What to do>
Your task is to repeat exactly the lines below between the line holding "Target: virgin mary statue" and the line holding "Target: green leafy tree", inclusive, and only those.

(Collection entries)

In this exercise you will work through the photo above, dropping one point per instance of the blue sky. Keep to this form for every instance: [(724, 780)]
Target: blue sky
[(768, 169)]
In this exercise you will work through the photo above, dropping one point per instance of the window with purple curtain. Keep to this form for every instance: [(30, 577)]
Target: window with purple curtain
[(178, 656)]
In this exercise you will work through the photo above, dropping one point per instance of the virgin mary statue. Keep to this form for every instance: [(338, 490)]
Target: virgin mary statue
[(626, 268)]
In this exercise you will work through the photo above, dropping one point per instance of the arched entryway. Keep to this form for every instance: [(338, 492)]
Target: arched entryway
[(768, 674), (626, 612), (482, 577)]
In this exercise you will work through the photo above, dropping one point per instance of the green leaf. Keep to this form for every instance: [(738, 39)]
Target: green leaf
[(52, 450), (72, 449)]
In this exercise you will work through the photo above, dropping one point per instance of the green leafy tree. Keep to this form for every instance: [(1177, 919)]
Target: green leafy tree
==
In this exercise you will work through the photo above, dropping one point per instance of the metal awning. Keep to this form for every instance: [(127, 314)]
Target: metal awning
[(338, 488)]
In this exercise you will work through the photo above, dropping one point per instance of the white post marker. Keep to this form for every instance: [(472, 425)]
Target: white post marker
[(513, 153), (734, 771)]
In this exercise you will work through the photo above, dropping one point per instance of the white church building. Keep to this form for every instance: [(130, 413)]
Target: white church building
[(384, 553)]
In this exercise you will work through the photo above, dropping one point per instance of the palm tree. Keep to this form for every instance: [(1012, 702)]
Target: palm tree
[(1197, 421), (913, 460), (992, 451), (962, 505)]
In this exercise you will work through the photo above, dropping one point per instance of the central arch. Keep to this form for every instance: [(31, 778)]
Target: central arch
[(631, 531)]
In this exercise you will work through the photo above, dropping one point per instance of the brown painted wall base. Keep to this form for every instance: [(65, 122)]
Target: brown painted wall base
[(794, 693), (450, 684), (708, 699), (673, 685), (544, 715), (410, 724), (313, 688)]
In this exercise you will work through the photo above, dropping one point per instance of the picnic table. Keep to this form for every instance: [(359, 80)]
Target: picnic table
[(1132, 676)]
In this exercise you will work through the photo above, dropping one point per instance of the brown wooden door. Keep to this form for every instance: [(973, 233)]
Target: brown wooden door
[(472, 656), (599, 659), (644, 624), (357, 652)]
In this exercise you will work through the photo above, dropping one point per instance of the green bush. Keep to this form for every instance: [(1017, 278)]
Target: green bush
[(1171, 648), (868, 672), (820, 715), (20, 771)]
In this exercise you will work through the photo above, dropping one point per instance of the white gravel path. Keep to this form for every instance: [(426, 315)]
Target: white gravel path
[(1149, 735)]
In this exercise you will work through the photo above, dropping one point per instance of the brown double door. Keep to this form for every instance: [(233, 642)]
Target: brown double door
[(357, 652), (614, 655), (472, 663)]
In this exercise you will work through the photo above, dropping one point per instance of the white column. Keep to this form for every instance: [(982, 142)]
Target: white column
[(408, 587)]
* * *
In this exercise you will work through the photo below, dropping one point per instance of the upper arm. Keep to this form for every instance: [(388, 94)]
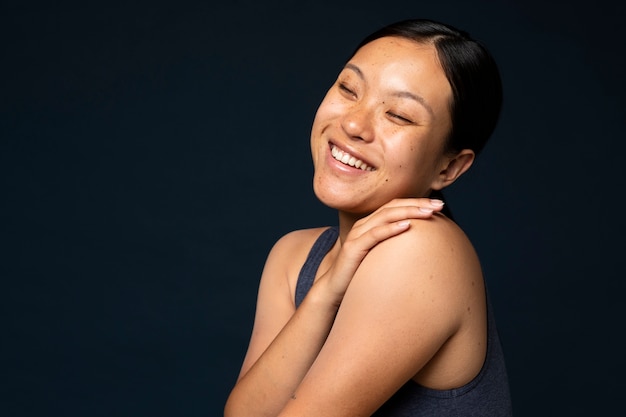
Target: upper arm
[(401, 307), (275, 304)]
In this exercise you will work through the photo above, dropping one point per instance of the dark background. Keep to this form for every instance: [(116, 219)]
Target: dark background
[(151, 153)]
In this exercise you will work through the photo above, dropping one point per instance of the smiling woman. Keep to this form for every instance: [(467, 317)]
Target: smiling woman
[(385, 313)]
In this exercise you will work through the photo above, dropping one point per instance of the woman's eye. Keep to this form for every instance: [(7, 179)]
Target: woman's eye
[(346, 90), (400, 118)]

Written solution>
Target: virgin mary statue
[(626, 268)]
In this exercise you will work through the photo above, dropping one point per instance of the arched entryway. Keep to this form for every instance: [(338, 492)]
Target: arched entryway
[(768, 674), (626, 612), (482, 577)]
In this exercise you will work through the photo above, dropping one point per instance of the green leaf. Keep to this form for every instance: [(738, 39)]
Target: green leaf
[(52, 450), (72, 449)]
In this exercise you will work through the photo above, dropping one point per instance of the green leafy tree. Keep to this form for every instance: [(1177, 919)]
Target: green leafy tree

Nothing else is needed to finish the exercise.